[Passage]:
- - - - -
Sunday, September 20, 2009

A Photograph Helped Me Lose Weight


Being a fat 14 year old is a rough business. Being old and fat is more excused, mostly because being old is a drag and people don't blame you for indulging in food and drink. But a fat 14 year old? You really have no excuses. Imagine a fat puppy. It's pathetic, isn't it? You really have to go out of your way to be a fat puppy. I know that I certainly went out of my way to be a fat 14 year old.

On one of my less fat days, I decided to walk from my mother's workplace (in downtown Gainesville) to Chapter 11, a local record/book shop. It was quite a jaunt, at least a few miles. I was wearing Fisherman's sandals, a most curious piece of footwear for anyone, let alone a 14 year old. The leather cut into my feet badly, and I remember being mostly uncomfortable on my walk. The heat, the grit, the honking cars, the exhaust from said cars, and my pudgy, not-used-to-walking feet. Despite the physical discomfort, I do remember taking in my surroundings more than I ever had before and feeling all the better for it. I noticed that there was a little green lot parallel to the Quinlan Art Center. I remember thinking that I could have a protest there quite easily, and all the traffic that passed by would view and tidily digest my message with no problems. How convenient! Most importantly, this was the first time that I noticed that discomfort didn't always have to be a bad thing. There are few activities more honest than walking, after all.

But to speed closer to the point, we'll go straight to Chapter 11. I remember browsing the racks, furiously wondering what album I should purchase. I was already finding much of my favorite music being classified as "punk," (more an ethos than a genre, as I would later find out) and I knew that Fugazi's name came up continuously. It's an odd name, really. A bit of Vietnam Vet slang, a subtle rudeness: Fucked Up, Got Ambushed, Zipped In. I didn't know that at the time, of course. In any event, after walking through the CD racks (all the while wringing my hands), I decided upon Fugazi's 13 Songs. I walked to the back of Corner Drugs, sat in their bushes, and proceeded to listen to my new album (I brought a CD player, of course). I was baffled. Not necessarily in a good way, understand. The liner notes were strangely minimal, with only a few pictures of the band; one of them sitting in Heathrow airport, another in a diner, and the above photo. The rest of the notes were mostly lyrics, all of which seemed to confront me on all of my insecurities. On a more musical note, I couldn't comprehend why this band kept taking little detours, staving off the big "Rock Moment" with all manners of rhythmic weirdness and guitar chatter. They certainly had their fair share of explosive moments, but they didn't indulge in them as much as the bands I was then listening to. I shelved the album for a moment, no doubt walking back to the Misfits or At The Drive-In.
- - - - -
[Data section]:
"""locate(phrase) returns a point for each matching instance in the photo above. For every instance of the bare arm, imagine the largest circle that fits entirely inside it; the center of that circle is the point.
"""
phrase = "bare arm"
- - - - -
[Your objective]: Continue the blog post about losing weight from the point where it stops. The data plays no part in this.

[Answer below]:
A year or so later, I chanced upon the above photograph again while looking for something new to listen to. The pure kinetic energy of it rubbed off on me. We can't be sure what Guy Picciotto is doing, but his dervish-like movements come through even in a still image. I could talk about how much else this photograph secretly influenced me: the Marshall amp, the Jack Purcells, the stripped, bare aesthetic. But I'll keep those thoughts for another posting. Needless to say, the photograph triggered something. I looked down at my rounded edges with newfound determination, and soon thereafter I began a tiny little workout regimen that helped me shake off 40 or 50 pounds. It wasn't until a little bit later that Fugazi's music hit me. But the photograph wasn't a bad start.